* SHORT PROBLEM *
Return the lines below exactly, starting with the line that contains "covered in dollar" and stopping after the last line.

* Labeling and segmentation records *
* * *

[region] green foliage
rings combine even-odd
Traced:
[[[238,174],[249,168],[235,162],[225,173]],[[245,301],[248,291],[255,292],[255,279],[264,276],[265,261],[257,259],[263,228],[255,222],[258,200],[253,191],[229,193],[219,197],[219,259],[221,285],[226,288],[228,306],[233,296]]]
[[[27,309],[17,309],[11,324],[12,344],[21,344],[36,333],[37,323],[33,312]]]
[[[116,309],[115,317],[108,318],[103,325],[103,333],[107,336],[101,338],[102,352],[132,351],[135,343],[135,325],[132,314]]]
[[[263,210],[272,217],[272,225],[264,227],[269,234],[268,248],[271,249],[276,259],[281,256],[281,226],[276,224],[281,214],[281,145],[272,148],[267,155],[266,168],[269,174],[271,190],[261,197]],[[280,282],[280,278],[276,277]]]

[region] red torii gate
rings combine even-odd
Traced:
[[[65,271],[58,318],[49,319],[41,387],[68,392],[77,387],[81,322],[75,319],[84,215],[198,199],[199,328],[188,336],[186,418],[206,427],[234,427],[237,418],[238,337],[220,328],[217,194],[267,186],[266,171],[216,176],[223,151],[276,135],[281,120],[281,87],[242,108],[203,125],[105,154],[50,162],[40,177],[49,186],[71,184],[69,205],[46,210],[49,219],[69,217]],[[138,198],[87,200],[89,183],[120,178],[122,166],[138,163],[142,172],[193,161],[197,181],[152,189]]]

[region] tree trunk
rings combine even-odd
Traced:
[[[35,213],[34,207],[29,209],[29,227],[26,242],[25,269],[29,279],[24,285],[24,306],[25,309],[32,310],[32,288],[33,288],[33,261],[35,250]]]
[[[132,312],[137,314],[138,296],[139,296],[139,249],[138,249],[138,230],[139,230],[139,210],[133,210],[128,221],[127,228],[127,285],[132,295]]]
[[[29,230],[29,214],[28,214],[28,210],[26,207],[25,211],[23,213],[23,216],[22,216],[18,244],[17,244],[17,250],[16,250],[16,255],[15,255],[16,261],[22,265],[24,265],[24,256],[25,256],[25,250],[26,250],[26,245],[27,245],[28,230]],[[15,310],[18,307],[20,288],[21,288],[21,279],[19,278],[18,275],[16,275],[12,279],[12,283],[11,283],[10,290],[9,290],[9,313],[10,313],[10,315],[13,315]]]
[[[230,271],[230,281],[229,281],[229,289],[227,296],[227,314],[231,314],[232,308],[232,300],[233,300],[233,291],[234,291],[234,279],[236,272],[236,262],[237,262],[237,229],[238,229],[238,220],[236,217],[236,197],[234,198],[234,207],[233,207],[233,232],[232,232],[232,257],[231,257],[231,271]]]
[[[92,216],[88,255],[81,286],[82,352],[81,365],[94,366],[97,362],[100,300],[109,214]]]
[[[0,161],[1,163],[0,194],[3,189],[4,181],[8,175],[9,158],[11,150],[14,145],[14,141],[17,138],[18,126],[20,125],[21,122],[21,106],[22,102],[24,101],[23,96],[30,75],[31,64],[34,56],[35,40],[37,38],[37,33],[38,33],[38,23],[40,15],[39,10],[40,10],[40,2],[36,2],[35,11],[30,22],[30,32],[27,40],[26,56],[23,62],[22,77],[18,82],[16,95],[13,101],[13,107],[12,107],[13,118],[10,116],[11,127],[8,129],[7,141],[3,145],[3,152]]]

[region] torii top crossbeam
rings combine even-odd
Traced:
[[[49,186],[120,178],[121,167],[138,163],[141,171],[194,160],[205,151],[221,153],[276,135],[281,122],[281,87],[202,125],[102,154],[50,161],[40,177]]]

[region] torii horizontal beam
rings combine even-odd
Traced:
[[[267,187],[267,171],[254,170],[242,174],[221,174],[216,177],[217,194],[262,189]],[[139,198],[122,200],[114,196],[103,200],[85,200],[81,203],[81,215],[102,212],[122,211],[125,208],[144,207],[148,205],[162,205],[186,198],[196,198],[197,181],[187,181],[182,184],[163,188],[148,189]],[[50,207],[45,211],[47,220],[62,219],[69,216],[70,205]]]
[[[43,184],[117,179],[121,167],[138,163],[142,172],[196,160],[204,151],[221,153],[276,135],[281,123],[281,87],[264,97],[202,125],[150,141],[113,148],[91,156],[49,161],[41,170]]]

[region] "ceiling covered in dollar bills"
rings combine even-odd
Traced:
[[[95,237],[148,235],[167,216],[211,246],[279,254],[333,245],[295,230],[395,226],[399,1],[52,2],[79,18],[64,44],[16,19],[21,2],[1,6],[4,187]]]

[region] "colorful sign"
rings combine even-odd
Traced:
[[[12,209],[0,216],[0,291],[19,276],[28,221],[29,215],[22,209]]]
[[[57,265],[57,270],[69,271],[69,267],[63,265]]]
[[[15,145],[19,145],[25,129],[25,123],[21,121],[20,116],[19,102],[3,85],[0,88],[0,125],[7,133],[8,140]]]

* * *

* REPLY *
[region] "ceiling covered in dollar bills"
rings combine even-odd
Traced:
[[[95,237],[148,235],[167,216],[211,246],[279,254],[333,245],[295,230],[395,226],[399,1],[52,2],[79,18],[64,44],[16,19],[21,2],[1,6],[4,187]]]

[region] "colorful sign"
rings combine even-odd
Traced:
[[[12,209],[0,216],[0,291],[19,276],[28,221],[29,215],[22,209]]]
[[[57,265],[57,270],[69,271],[69,267],[63,265]]]
[[[15,145],[19,145],[25,129],[25,123],[21,121],[20,116],[19,102],[3,85],[0,88],[0,125],[7,133],[8,140]]]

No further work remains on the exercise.